-- Start --

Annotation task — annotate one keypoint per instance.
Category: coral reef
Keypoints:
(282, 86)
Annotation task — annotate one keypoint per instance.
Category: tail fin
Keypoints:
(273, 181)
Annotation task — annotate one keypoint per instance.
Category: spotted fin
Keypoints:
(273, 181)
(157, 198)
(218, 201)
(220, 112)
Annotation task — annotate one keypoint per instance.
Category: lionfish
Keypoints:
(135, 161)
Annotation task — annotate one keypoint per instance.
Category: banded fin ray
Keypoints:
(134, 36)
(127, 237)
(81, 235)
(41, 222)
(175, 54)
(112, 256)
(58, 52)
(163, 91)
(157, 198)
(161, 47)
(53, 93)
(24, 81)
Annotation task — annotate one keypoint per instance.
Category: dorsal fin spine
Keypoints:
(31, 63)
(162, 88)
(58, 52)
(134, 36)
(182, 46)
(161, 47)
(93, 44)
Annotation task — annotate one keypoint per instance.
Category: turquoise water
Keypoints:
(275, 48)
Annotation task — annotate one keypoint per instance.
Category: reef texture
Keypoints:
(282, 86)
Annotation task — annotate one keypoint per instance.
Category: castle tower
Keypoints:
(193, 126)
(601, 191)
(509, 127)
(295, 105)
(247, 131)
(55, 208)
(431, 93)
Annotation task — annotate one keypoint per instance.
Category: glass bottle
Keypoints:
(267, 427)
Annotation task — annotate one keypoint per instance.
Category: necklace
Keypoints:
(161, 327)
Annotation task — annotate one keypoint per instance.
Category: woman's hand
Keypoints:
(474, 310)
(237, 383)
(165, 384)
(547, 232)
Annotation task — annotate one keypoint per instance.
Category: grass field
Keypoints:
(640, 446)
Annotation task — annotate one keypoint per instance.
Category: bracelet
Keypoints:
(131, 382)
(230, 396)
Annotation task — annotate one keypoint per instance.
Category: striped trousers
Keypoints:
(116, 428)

-- End --

-- Task details --
From the data above, pull out each line that contains the string "reef".

-- Exercise output --
Category: coral reef
Category: reef texture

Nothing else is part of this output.